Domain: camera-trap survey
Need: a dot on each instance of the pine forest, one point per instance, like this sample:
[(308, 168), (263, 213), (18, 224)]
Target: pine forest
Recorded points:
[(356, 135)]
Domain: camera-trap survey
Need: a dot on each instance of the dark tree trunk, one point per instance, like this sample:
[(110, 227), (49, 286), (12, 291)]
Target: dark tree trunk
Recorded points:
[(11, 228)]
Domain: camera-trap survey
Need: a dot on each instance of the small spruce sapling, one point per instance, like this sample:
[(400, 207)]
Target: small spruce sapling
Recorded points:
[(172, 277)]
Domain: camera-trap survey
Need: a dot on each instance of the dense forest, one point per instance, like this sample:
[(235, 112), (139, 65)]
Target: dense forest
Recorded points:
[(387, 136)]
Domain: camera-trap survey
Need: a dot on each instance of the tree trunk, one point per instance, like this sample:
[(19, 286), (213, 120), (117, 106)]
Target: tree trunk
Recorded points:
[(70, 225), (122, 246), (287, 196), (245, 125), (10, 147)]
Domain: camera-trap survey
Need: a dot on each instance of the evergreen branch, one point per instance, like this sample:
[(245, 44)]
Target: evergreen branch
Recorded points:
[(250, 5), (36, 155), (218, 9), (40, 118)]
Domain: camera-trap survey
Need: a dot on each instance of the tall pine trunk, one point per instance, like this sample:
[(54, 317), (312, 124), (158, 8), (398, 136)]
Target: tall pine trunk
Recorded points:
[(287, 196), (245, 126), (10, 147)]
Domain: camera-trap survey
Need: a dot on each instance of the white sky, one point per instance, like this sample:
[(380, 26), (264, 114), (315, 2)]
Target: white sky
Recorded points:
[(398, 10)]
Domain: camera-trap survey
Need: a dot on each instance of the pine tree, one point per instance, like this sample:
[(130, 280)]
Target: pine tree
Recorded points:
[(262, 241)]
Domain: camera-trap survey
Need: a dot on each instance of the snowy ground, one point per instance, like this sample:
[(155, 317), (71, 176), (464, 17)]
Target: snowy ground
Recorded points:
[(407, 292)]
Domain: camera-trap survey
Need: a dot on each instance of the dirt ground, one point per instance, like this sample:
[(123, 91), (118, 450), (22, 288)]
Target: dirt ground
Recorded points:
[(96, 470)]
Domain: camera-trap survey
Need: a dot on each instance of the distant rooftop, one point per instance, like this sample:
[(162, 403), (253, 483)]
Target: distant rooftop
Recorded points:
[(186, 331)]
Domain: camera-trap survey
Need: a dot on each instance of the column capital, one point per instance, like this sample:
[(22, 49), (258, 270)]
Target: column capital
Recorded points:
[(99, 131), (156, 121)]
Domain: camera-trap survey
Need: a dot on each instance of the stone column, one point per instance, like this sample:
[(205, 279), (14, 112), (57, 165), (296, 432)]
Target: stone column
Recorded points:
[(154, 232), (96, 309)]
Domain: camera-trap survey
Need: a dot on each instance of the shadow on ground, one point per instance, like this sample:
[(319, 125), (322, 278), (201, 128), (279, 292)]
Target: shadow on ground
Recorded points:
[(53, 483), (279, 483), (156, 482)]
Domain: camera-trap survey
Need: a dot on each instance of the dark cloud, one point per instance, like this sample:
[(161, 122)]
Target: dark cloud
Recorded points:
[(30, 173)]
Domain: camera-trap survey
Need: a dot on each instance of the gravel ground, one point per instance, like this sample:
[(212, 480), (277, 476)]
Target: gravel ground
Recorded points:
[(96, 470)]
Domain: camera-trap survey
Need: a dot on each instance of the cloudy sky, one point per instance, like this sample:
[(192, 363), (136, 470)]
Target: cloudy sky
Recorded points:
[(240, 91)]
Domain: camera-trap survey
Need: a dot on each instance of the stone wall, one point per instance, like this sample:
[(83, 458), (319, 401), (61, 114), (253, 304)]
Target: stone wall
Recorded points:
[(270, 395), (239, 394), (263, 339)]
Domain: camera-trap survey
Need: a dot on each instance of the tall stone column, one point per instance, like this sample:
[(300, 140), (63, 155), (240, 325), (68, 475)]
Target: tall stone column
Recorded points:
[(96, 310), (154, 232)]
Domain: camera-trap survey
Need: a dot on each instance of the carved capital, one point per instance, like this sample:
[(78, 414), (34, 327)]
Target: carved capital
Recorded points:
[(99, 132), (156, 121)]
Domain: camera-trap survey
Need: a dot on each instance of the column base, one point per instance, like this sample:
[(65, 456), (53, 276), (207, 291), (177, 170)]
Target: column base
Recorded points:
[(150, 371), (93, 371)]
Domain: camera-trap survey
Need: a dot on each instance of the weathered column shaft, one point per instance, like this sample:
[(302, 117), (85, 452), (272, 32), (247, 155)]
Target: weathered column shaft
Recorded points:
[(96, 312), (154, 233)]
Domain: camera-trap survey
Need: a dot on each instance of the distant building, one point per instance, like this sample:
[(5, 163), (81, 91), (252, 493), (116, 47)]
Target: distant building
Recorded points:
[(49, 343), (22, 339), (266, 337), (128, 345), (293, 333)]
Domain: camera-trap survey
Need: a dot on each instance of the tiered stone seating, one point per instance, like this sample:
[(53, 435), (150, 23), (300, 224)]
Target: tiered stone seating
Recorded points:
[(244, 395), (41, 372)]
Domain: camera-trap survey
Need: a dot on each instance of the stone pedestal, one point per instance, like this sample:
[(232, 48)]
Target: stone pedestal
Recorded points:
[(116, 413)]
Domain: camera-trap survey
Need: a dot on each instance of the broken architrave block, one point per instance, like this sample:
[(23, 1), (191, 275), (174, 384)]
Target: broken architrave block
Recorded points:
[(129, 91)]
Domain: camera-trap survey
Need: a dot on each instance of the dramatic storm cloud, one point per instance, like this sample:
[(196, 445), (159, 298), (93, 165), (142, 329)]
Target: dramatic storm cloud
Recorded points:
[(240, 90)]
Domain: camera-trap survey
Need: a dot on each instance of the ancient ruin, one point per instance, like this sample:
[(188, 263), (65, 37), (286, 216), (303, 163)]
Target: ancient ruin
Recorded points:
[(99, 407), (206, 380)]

*-*-*

Every entry should be printed again exactly as it stands.

> [Reply to the task]
Domain: camera-trap survey
Need: a dot on each instance of the pine forest, one point per instance, like this sample:
[(308, 168), (263, 213), (18, 224)]
Target: pine forest
Recorded points:
[(356, 135)]
Domain: camera-trap survey
Need: a dot on each instance of the dark tree trunk, one point per instance, like this sample:
[(110, 227), (49, 286), (12, 291)]
Target: dark tree trunk
Recorded points:
[(11, 228)]
Domain: camera-trap survey
Need: a dot on each instance of the small spruce sapling, one point per instance, like this sample:
[(400, 207)]
Target: small spruce sapling
Recorded points:
[(172, 277)]
Domain: camera-trap survey
Need: a dot on each instance of the dense forest, one point per instance, like this sample:
[(235, 112), (139, 65)]
Target: dense forest
Recorded points:
[(387, 136)]
Domain: camera-trap survey
Need: a dot on each instance of the tree trunk, one point per instance, like this sample:
[(19, 286), (213, 120), (117, 106)]
Target: tree trunk
Recorded points:
[(70, 225), (122, 246), (287, 196), (245, 125), (10, 147)]
Domain: camera-trap survey
Need: a dot on each instance of the evergreen branch, one point per instance, like this sample:
[(245, 44)]
Target: evergreen branch
Recorded points:
[(250, 5), (36, 155), (218, 9), (40, 118)]
Domain: camera-trap survey
Need: a dot on each instance of the tall pine trunk, one point per instance, like this sample:
[(54, 317), (312, 124), (158, 8), (398, 136)]
Target: tall pine trunk
Recorded points:
[(287, 196), (245, 126), (10, 147)]
Domain: camera-trap survey
Need: a dot on each instance of the white sky, one point per instance, like this sample:
[(380, 26), (264, 114), (315, 2)]
Target: white sky
Recorded points:
[(398, 10)]
Domain: camera-trap survey
Need: a dot on each instance of the pine tree, one point per instance, like this sample:
[(130, 280)]
Target: pine tree
Recorded points:
[(262, 241)]
Domain: camera-trap survey
Need: a dot on each instance of the snowy ground, one point per instance, like this sample:
[(155, 317), (71, 176), (464, 17)]
Target: snowy ground
Recorded points:
[(407, 292)]
Domain: camera-trap survey
Need: a dot on each instance of the dirt ground, one point per instance, like this sample:
[(123, 91), (118, 450), (22, 288)]
Target: dirt ground
Recorded points:
[(96, 470)]
Domain: camera-trap survey
Need: a dot on each instance of the distant rooftop, one point per instance, like this sample:
[(162, 403), (253, 483)]
Target: distant rooftop
Recorded points:
[(186, 331)]
Domain: camera-trap survey
Need: a dot on each instance of the column capital, one point per instance, like this sample:
[(22, 49), (258, 270)]
Target: column capital
Recorded points:
[(99, 131), (156, 121)]
Domain: camera-trap survey
Need: a dot on each instance of the stone column, one point per instance, like this sample:
[(205, 279), (14, 112), (57, 165), (296, 432)]
Target: stone column
Recorded points:
[(154, 232), (96, 309)]
Domain: camera-trap survey
Need: a dot on each instance of the shadow on ground, one point per instance, like this sample:
[(319, 125), (322, 278), (201, 128), (279, 292)]
Target: shadow on ground
Recorded points:
[(53, 483), (279, 483), (156, 482)]
Domain: camera-trap survey
Need: a dot on each instance of the dark cloud, one point per instance, like this sample:
[(161, 122)]
Target: dark cloud
Recorded points:
[(30, 173)]
Domain: camera-trap survey
Need: a dot on each instance of the gravel ground, one point per instance, like this sample:
[(212, 480), (277, 476)]
Target: gravel ground
Recorded points:
[(96, 470)]
Domain: camera-trap survey
Need: a dot on each instance of the cloudy sky, one point per instance, like this sample:
[(192, 363), (136, 470)]
Target: cloudy sky
Recorded points:
[(240, 91)]
Domain: camera-trap survey
Need: a dot on each instance of the stone wall, one point per instance, like this sample:
[(83, 458), (319, 401), (61, 114), (253, 304)]
Target: stone wall
Recorded points:
[(270, 395), (239, 394), (263, 339)]
Domain: camera-trap survey
Need: a dot on each instance of the tall stone column, one point per instance, like this sample:
[(300, 140), (63, 155), (240, 325), (68, 475)]
Target: tall stone column
Recorded points:
[(96, 310), (154, 232)]
Domain: camera-trap survey
Need: a dot on each instance of the carved capital, one point per instance, like this sample:
[(78, 414), (34, 327)]
Target: carved capital
Recorded points:
[(99, 132), (156, 121)]
Domain: camera-trap survey
Need: a dot on each instance of the column base, one point per instance, like this sample:
[(65, 456), (53, 276), (207, 291), (177, 170)]
Target: column base
Recorded points:
[(150, 371), (93, 371)]
Domain: camera-trap survey
Need: a dot on each instance of the weathered column shaft, one point per instance, like this sample:
[(302, 117), (85, 452), (272, 32), (247, 155)]
Target: weathered column shaft
Recorded points:
[(96, 312), (154, 233)]
Domain: camera-trap survey
Need: a dot on each instance of the distant building, one point per instance, like this sample:
[(5, 163), (81, 91), (252, 493), (116, 47)]
Target: distant building
Recorded points:
[(49, 343), (22, 339), (266, 337), (128, 345), (293, 333)]
Domain: camera-trap survey
Need: a dot on each instance of the tiered stone seating, one point per instance, like this sample:
[(53, 435), (150, 23), (300, 224)]
Target: tiered stone seating
Recorded points:
[(244, 395), (41, 372)]
Domain: camera-trap survey
Need: a dot on each instance of the stone pedestal, one point per instance, like this sample:
[(232, 48)]
Target: stone pedestal
Recorded points:
[(116, 413)]
Domain: camera-trap survey
Need: a dot on each instance of the broken architrave block, one point per instance, like this sample:
[(23, 1), (191, 275), (174, 384)]
Target: broken architrave block
Recorded points:
[(129, 91)]
Domain: camera-trap survey
Need: a dot on each instance of the dramatic storm cloud, one point per instance, like this sample:
[(196, 445), (159, 298), (93, 165), (142, 329)]
Target: dramatic storm cloud
Recorded points:
[(240, 90)]
Domain: camera-trap survey
Need: a dot on each instance of the ancient ruin, one point per instance, like this sample:
[(188, 263), (65, 37), (286, 216), (303, 163)]
Target: ancient ruin
Recorded points:
[(99, 407), (206, 380)]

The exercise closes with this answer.